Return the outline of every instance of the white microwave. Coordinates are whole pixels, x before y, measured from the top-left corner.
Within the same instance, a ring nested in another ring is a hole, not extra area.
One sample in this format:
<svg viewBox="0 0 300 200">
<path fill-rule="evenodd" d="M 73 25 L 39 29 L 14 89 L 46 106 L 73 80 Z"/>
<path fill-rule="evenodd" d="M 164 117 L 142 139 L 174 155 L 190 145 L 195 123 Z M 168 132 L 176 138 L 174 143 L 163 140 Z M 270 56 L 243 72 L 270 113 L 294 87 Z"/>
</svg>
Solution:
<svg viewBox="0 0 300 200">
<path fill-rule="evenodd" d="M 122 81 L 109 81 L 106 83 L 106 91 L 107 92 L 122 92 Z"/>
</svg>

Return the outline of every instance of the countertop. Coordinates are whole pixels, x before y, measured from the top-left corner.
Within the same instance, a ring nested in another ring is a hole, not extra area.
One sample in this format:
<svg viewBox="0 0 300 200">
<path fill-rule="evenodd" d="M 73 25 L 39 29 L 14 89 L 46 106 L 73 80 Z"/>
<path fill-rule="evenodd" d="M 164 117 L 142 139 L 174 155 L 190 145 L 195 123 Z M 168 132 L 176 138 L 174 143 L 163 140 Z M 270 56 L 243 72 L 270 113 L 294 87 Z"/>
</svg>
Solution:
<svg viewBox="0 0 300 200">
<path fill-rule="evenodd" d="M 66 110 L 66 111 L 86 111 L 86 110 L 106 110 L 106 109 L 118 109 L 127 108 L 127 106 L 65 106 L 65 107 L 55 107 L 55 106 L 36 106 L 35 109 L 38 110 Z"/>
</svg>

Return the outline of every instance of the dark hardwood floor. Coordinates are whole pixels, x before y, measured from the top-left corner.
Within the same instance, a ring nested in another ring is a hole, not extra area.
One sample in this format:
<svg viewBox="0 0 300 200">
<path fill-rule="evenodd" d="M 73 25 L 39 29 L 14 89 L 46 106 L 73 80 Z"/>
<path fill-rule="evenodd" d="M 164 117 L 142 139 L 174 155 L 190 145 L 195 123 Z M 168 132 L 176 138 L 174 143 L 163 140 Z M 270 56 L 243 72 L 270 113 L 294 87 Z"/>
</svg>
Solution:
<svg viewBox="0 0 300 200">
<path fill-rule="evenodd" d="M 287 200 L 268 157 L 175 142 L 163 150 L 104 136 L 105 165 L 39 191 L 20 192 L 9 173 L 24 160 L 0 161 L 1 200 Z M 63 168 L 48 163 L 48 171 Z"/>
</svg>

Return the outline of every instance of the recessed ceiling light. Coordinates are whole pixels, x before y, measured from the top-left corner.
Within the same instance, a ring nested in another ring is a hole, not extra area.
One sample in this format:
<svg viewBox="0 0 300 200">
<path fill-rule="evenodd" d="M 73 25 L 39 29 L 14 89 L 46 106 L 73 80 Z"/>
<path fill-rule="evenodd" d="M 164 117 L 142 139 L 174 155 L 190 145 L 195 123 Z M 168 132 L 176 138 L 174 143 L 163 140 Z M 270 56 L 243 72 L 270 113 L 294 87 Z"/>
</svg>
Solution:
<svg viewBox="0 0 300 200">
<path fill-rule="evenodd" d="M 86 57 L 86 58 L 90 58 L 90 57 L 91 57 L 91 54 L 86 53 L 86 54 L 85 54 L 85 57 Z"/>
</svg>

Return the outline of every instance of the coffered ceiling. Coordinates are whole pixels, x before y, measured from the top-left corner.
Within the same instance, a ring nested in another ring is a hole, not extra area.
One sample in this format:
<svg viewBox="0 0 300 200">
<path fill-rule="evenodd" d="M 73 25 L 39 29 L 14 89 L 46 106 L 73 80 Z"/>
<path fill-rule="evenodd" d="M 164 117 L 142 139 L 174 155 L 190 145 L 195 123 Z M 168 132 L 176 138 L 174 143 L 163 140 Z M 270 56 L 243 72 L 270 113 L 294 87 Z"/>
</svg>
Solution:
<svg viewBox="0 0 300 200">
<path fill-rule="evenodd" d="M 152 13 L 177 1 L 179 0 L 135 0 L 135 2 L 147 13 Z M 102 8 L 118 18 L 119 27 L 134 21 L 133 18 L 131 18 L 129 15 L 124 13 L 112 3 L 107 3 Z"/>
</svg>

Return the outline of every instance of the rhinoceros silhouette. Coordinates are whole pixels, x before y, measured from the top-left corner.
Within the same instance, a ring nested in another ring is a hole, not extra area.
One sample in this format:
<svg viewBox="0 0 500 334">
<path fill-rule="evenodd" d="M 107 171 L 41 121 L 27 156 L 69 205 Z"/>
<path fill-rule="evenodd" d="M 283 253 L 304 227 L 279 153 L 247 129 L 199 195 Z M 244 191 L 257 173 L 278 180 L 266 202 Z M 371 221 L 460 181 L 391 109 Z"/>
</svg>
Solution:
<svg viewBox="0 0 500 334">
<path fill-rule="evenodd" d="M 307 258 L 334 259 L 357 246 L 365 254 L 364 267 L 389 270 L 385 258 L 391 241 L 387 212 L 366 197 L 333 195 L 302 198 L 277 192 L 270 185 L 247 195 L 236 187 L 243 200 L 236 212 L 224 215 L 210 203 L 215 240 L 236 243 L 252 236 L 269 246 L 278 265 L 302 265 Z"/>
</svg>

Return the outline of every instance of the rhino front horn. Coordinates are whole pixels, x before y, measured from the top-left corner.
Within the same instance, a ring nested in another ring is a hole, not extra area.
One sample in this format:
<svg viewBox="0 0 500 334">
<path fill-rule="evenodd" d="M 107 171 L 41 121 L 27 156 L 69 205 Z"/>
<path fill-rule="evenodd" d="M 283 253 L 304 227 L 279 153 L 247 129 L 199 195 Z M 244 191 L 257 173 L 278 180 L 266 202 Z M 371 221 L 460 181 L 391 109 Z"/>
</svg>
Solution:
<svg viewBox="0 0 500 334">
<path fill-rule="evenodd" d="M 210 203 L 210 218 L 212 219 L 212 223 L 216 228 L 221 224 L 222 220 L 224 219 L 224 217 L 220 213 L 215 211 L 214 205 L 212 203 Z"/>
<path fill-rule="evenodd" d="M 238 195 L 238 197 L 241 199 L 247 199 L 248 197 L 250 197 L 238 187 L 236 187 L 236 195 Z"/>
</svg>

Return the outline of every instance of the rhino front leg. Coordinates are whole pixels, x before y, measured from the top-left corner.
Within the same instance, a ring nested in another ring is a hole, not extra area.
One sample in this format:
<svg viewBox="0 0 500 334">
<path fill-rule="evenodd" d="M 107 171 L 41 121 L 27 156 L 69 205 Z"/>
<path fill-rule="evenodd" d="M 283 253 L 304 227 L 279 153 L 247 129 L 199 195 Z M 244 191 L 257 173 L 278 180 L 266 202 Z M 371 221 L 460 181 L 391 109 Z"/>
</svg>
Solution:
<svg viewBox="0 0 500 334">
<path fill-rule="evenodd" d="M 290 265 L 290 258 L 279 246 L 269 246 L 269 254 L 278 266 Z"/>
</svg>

________________

Rewrite every line of the data above as a numbered list, skipping the blank lines.

» ANSWER:
1. Return the outline of every instance of the white microwave. Coordinates are whole pixels, x before y, measured from the top-left corner.
2. Within the same instance, a ring nested in another ring is a hole, not extra area.
3. One sample in this format:
4. <svg viewBox="0 0 300 200">
5. <path fill-rule="evenodd" d="M 73 25 L 39 29 L 14 89 L 46 106 L 73 80 Z"/>
6. <path fill-rule="evenodd" d="M 164 117 L 142 139 L 174 155 L 190 145 L 195 123 Z M 168 132 L 176 138 L 174 143 L 163 140 Z M 270 56 L 243 72 L 270 113 L 294 87 Z"/>
7. </svg>
8. Solution:
9. <svg viewBox="0 0 300 200">
10. <path fill-rule="evenodd" d="M 122 81 L 109 81 L 106 83 L 106 91 L 107 92 L 122 92 Z"/>
11. </svg>
12. Return the outline of every instance of the countertop. Coordinates are whole pixels, x before y, measured from the top-left corner.
13. Within the same instance, a ring nested in another ring is a hole, not extra area.
14. One sample in this format:
15. <svg viewBox="0 0 300 200">
16. <path fill-rule="evenodd" d="M 73 25 L 39 29 L 14 89 L 46 106 L 73 80 Z"/>
17. <path fill-rule="evenodd" d="M 164 117 L 142 139 L 174 155 L 190 145 L 195 123 Z M 168 132 L 176 138 L 174 143 L 163 140 Z M 270 56 L 243 72 L 270 113 L 294 87 Z"/>
18. </svg>
19. Solution:
20. <svg viewBox="0 0 300 200">
21. <path fill-rule="evenodd" d="M 66 110 L 66 111 L 86 111 L 86 110 L 106 110 L 106 109 L 118 109 L 127 108 L 127 106 L 65 106 L 65 107 L 55 107 L 55 106 L 36 106 L 35 109 L 38 110 Z"/>
22. </svg>
23. Return the outline of every instance of the dark hardwood floor. Coordinates are whole pixels, x before y, measured from the top-left corner.
24. Within the same instance, a ring nested in another ring is a hole, not extra area.
25. One sample in this format:
26. <svg viewBox="0 0 300 200">
27. <path fill-rule="evenodd" d="M 73 25 L 39 29 L 14 89 L 46 106 L 73 80 Z"/>
28. <path fill-rule="evenodd" d="M 164 117 L 142 139 L 174 155 L 190 145 L 195 123 Z M 168 132 L 176 138 L 174 143 L 163 140 Z M 270 56 L 243 72 L 270 113 L 294 87 Z"/>
29. </svg>
30. Solution:
31. <svg viewBox="0 0 300 200">
32. <path fill-rule="evenodd" d="M 287 200 L 268 157 L 175 142 L 163 150 L 104 136 L 105 165 L 39 191 L 20 192 L 9 173 L 24 160 L 0 161 L 1 200 Z M 63 168 L 48 163 L 48 171 Z"/>
33. </svg>
34. Return the outline of every instance of the recessed ceiling light. Coordinates are whole pixels, x before y, measured from the top-left corner.
35. Within the same instance, a ring nested in another ring is a hole, not extra area.
36. One sample in this format:
37. <svg viewBox="0 0 300 200">
38. <path fill-rule="evenodd" d="M 73 25 L 39 29 L 14 89 L 46 106 L 73 80 Z"/>
39. <path fill-rule="evenodd" d="M 164 117 L 142 139 L 174 155 L 190 145 L 195 123 Z M 168 132 L 176 138 L 174 143 L 163 140 Z M 270 56 L 243 72 L 270 113 L 294 87 Z"/>
40. </svg>
41. Solution:
42. <svg viewBox="0 0 300 200">
43. <path fill-rule="evenodd" d="M 86 57 L 86 58 L 90 58 L 90 57 L 91 57 L 91 54 L 86 53 L 86 54 L 85 54 L 85 57 Z"/>
44. </svg>
45. Return the outline of every instance of the coffered ceiling. Coordinates are whole pixels, x before y, measured from the top-left corner.
46. Within the same instance, a ring nested in another ring is a hole, not extra area.
47. One sample in this format:
48. <svg viewBox="0 0 300 200">
49. <path fill-rule="evenodd" d="M 73 25 L 39 29 L 14 89 L 46 106 L 73 80 Z"/>
50. <path fill-rule="evenodd" d="M 164 117 L 142 139 L 174 155 L 190 145 L 195 123 Z M 168 132 L 176 138 L 174 143 L 163 140 Z M 270 56 L 243 72 L 270 113 L 294 87 Z"/>
51. </svg>
52. Solution:
53. <svg viewBox="0 0 300 200">
54. <path fill-rule="evenodd" d="M 152 13 L 177 1 L 179 0 L 135 0 L 135 2 L 147 13 Z M 102 8 L 118 18 L 119 27 L 134 21 L 133 18 L 131 18 L 129 15 L 124 13 L 112 3 L 107 3 Z"/>
55. </svg>
56. Return the outline of every instance of the rhinoceros silhouette. Coordinates are whole pixels, x before y, measured from the top-left corner.
57. Within the same instance, a ring nested in another ring is a hole, not extra area.
58. One sample in this format:
59. <svg viewBox="0 0 500 334">
60. <path fill-rule="evenodd" d="M 107 171 L 41 121 L 27 156 L 69 205 Z"/>
61. <path fill-rule="evenodd" d="M 283 253 L 304 227 L 279 153 L 247 129 L 199 195 Z M 244 191 L 257 173 L 278 180 L 266 202 Z M 371 221 L 460 181 L 391 109 Z"/>
62. </svg>
63. Solution:
64. <svg viewBox="0 0 500 334">
65. <path fill-rule="evenodd" d="M 307 258 L 334 259 L 357 246 L 365 254 L 364 267 L 389 270 L 385 258 L 391 241 L 387 212 L 366 197 L 333 195 L 302 198 L 277 192 L 270 185 L 247 195 L 236 187 L 243 200 L 236 212 L 224 215 L 210 203 L 215 240 L 236 243 L 252 236 L 269 246 L 278 265 L 302 265 Z"/>
66. </svg>
67. Return the outline of every instance of the rhino front horn. Coordinates are whole pixels, x before y, measured from the top-left corner.
68. Within the same instance, a ring nested in another ring is a hole, not extra area.
69. One sample in this format:
70. <svg viewBox="0 0 500 334">
71. <path fill-rule="evenodd" d="M 107 171 L 41 121 L 27 156 L 69 205 Z"/>
72. <path fill-rule="evenodd" d="M 283 253 L 304 227 L 279 153 L 247 129 L 199 195 Z M 244 191 L 257 173 L 278 180 L 266 202 Z M 371 221 L 460 181 L 391 109 Z"/>
73. </svg>
74. Solution:
75. <svg viewBox="0 0 500 334">
76. <path fill-rule="evenodd" d="M 210 203 L 210 218 L 212 219 L 212 223 L 216 228 L 221 224 L 222 220 L 224 219 L 224 217 L 220 213 L 215 211 L 214 205 L 212 203 Z"/>
77. <path fill-rule="evenodd" d="M 238 195 L 238 197 L 241 199 L 247 199 L 248 197 L 250 197 L 238 187 L 236 187 L 236 195 Z"/>
78. </svg>
79. Return the outline of every instance of the rhino front leg. Coordinates are whole pixels, x before y, measured from the top-left corner.
80. Within the same instance, a ring nested in another ring is a hole, not extra area.
81. One sample in this format:
82. <svg viewBox="0 0 500 334">
83. <path fill-rule="evenodd" d="M 107 171 L 41 121 L 27 156 L 69 205 Z"/>
84. <path fill-rule="evenodd" d="M 283 253 L 304 227 L 279 153 L 247 129 L 199 195 Z M 244 191 L 257 173 L 278 180 L 266 202 Z M 371 221 L 460 181 L 391 109 Z"/>
85. </svg>
86. Solution:
87. <svg viewBox="0 0 500 334">
88. <path fill-rule="evenodd" d="M 290 265 L 290 258 L 279 246 L 269 246 L 269 254 L 278 266 Z"/>
89. </svg>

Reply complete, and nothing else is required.